(Pointing dataset records)
========================================

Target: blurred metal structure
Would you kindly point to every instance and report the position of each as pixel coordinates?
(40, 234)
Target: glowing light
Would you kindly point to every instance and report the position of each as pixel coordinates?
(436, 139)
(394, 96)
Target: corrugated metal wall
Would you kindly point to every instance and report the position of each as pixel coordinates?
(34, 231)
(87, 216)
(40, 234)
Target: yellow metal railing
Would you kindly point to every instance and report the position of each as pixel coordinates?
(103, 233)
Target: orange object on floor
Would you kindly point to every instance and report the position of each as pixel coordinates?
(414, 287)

========================================

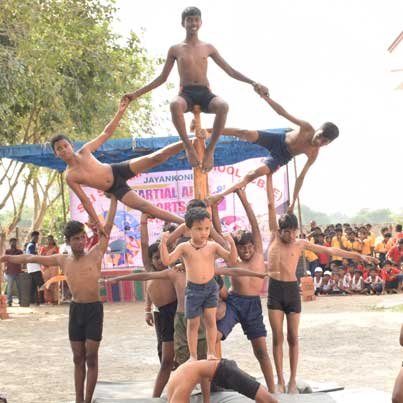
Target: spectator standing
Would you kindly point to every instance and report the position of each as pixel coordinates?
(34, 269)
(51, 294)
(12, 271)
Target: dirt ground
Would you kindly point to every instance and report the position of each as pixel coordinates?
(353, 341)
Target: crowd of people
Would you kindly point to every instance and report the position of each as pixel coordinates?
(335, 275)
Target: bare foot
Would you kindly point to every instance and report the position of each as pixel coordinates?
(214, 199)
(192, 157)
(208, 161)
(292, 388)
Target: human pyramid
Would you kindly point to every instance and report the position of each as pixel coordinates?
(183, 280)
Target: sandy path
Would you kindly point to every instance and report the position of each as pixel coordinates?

========================================

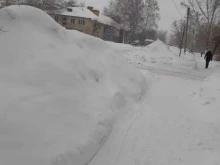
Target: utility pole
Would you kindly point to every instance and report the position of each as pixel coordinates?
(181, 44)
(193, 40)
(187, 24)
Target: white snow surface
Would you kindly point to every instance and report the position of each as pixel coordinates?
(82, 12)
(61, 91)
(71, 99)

========================================

How many lines in the data above contain the word "metal"? Reply with only the number.

3